Selected text:
____________
THURSDAY, Aug. 17, 2023 (HealthDay News) — Higher residential levels of fine particulate matter (PM2.5) are associated with higher rates of incident dementia, according to a study published online Aug. 14 in JAMA Internal Medicine.
Boya Zhang, Ph.D., from the University of Michigan School of Public Health in Ann Arbor, and colleagues examined associations of long-term exposure of total and source-specific PM2.5 with incident dementia in older adults. The analysis included 27,857 participants in the Environmental Predictors of Cognitive Health and Aging study (1998 through 2016).
The researchers found that higher concentrations of total PM2.5 were associated with greater rates of incident dementia (hazard ratio, 1.08 per interquartile range). PM2.5 from all sources, except dust, was associated with increased rates of dementia in single pollutant models, with the strongest associations for agriculture, traffic, coal combustion, and wildfires. When adjusting for PM2.5 from all other sources and copollutants, only PM2.5 from agriculture (hazard ratio, 1.13) and wildfires (hazard ratio, 1.05) was robustly associated with greater rates of dementia.
These findings, the authors write, provide “further evidence supporting PM2.5 reduction as a population-based approach to promote healthy cognitive aging.”
____________
Recorded information:

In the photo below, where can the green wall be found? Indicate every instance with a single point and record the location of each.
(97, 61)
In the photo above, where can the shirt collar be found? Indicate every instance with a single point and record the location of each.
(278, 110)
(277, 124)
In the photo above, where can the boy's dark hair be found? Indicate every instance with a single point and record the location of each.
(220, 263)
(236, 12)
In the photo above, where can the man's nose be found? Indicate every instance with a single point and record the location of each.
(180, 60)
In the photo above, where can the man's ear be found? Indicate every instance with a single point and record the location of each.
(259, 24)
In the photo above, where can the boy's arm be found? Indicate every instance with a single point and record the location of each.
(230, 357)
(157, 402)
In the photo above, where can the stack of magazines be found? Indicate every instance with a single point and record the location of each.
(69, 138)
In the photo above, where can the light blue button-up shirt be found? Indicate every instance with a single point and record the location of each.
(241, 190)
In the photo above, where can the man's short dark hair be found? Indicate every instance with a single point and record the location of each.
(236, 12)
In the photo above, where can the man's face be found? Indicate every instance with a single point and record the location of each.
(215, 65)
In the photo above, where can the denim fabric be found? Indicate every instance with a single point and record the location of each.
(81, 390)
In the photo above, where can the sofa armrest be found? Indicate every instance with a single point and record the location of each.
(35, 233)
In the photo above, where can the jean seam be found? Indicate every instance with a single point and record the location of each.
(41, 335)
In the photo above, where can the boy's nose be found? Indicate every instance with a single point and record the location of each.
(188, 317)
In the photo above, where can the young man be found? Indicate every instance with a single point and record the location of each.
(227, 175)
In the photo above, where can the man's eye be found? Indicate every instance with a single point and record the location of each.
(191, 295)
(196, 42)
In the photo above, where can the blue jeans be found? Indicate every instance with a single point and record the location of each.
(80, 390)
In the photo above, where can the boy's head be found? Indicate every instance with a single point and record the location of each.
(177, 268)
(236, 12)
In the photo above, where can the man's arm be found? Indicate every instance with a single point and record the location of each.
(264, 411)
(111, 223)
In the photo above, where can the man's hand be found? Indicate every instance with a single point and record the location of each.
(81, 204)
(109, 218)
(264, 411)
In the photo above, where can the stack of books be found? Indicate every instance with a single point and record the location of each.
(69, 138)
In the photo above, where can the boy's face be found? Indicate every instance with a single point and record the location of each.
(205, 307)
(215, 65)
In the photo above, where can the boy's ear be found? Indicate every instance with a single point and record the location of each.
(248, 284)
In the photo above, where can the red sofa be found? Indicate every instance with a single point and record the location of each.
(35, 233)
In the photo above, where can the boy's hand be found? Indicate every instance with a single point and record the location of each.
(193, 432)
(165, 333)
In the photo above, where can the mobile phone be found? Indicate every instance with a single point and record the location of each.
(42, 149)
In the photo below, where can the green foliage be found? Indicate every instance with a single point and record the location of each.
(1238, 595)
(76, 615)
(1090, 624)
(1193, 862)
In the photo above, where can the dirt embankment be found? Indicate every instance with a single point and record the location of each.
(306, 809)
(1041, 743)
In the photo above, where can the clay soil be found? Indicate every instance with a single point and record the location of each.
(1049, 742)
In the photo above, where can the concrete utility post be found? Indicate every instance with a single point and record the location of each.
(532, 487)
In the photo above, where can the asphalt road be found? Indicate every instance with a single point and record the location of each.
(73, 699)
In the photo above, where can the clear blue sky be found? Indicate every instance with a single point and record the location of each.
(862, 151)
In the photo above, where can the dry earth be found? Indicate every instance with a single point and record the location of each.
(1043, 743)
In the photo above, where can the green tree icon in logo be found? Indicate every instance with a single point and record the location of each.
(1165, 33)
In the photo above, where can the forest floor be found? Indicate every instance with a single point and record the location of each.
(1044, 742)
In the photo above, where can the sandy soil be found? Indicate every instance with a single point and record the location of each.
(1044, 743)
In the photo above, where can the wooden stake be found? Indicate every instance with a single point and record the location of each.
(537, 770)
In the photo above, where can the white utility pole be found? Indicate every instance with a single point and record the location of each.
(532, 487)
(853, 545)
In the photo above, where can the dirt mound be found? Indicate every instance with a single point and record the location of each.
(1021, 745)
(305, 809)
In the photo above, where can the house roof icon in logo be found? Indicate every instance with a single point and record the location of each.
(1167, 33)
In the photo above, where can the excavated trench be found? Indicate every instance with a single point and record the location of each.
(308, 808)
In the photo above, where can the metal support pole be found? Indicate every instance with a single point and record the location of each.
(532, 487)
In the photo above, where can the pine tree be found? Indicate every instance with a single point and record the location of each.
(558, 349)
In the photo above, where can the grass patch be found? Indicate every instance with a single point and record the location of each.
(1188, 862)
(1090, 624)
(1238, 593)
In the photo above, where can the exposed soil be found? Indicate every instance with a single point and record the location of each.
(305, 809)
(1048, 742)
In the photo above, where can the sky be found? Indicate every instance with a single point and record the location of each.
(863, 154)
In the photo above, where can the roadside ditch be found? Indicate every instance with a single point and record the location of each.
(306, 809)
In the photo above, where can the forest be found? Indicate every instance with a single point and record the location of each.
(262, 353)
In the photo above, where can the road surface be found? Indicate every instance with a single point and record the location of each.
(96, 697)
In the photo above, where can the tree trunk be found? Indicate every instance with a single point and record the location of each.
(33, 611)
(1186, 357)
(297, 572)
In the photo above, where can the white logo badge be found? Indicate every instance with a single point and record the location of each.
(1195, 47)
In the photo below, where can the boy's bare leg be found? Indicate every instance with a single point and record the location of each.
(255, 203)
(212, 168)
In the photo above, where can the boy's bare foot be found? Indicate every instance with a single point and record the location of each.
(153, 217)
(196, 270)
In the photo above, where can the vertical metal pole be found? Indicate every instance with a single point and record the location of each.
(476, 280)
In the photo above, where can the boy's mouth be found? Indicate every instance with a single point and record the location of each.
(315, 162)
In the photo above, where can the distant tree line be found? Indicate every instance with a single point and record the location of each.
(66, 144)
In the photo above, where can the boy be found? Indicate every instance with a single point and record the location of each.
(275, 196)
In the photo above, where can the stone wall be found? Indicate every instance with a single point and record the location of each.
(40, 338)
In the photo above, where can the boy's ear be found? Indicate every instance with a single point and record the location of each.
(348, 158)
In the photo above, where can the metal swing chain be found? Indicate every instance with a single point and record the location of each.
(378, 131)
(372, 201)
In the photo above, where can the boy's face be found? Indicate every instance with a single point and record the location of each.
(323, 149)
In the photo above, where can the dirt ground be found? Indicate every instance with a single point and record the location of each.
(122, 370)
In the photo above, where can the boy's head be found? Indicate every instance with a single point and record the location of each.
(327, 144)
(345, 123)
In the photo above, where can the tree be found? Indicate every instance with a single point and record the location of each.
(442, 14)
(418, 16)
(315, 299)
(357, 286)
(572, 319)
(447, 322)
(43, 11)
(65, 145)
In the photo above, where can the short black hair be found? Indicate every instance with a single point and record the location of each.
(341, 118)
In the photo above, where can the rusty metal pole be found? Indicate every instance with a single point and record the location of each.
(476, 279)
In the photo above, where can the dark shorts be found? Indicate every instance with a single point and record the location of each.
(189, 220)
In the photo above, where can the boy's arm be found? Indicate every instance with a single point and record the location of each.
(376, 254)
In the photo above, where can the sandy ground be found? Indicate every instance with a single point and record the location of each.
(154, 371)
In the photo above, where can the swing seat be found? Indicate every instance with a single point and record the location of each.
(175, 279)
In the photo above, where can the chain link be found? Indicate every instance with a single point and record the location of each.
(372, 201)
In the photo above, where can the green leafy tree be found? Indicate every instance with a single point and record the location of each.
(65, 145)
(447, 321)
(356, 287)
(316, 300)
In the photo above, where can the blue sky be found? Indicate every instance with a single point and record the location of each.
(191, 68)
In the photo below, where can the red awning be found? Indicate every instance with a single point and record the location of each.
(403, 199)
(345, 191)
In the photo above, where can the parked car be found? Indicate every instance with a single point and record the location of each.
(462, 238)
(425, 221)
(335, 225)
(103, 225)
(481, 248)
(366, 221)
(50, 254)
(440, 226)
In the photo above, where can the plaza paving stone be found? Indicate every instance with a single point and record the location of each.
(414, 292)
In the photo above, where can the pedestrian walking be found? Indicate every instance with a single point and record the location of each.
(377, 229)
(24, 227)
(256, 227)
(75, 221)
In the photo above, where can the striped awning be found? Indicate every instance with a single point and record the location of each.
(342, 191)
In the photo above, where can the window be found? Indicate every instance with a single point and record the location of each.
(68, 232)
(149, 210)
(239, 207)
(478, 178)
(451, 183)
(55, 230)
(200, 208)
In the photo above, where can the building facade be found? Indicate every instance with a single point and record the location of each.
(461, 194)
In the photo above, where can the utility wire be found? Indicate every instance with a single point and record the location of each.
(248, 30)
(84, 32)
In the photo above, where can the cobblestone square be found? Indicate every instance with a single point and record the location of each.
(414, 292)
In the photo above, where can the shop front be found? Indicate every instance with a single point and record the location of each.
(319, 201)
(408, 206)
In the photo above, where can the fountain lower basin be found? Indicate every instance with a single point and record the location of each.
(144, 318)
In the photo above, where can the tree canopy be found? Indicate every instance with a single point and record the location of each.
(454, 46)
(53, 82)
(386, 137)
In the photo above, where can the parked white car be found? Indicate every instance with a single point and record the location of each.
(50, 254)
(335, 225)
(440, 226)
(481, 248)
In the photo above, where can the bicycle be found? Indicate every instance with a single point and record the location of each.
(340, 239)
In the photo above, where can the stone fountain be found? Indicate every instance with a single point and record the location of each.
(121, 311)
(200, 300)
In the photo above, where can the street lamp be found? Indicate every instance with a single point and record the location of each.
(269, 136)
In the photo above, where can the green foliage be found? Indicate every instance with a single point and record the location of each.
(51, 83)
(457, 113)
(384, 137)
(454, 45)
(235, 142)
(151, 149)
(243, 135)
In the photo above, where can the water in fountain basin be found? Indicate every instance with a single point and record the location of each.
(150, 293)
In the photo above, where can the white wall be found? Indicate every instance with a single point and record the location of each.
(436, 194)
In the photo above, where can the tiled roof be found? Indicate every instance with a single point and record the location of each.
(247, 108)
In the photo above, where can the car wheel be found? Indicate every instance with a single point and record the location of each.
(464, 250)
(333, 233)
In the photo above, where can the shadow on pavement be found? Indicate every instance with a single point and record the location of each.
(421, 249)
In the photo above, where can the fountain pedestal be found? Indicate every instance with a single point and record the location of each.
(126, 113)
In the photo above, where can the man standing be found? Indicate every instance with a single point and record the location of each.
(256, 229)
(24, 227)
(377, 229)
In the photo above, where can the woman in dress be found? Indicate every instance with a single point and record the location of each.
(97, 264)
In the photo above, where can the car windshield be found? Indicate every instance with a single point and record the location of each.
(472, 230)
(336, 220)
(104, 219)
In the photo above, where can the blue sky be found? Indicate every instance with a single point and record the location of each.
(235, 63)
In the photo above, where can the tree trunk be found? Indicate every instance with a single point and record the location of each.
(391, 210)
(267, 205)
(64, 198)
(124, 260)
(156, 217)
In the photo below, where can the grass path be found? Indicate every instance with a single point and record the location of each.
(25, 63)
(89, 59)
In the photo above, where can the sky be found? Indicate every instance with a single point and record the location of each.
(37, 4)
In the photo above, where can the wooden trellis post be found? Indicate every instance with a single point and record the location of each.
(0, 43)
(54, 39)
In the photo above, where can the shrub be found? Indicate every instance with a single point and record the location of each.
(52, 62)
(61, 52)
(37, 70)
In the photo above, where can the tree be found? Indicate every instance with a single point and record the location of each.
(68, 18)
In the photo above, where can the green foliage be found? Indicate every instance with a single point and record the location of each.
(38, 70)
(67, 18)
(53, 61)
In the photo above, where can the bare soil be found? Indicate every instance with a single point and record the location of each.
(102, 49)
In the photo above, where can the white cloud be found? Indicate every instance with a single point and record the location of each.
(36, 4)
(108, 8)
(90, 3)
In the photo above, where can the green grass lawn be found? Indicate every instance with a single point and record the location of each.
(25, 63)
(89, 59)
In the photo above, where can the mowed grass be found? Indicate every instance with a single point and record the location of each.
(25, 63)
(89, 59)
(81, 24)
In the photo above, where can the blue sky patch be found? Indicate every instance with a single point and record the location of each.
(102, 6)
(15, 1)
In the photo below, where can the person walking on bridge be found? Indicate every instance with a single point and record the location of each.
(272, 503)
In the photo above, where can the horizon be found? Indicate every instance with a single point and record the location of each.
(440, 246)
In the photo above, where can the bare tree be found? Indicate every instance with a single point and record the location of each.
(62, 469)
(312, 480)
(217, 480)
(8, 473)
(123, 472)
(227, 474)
____________
Exercise 1: Please rewrite everything in the air pollution and dementia report from "Boya Zhang, Ph.D., from" down to "(1998 through 2016).", using "seniors" in place of "older adults".
Exercise 2: Translate this sentence from the air pollution and dementia report into Spanish: These findings, the authors write, provide “further evidence supporting PM2.5 reduction as a population-based approach to promote healthy cognitive aging.”

Output 1:
Boya Zhang, Ph.D., from the University of Michigan School of Public Health in Ann Arbor, and colleagues examined associations of long-term exposure of total and source-specific PM2.5 with incident dementia in seniors. The analysis included 27,857 participants in the Environmental Predictors of Cognitive Health and Aging study (1998 through 2016).

Output 2: Estos hallazgos, escriben los autores, aportan «más evidencia que respalda la reducción de PM2.5 como un enfoque poblacional para promover un envejecimiento cognitivo saludable».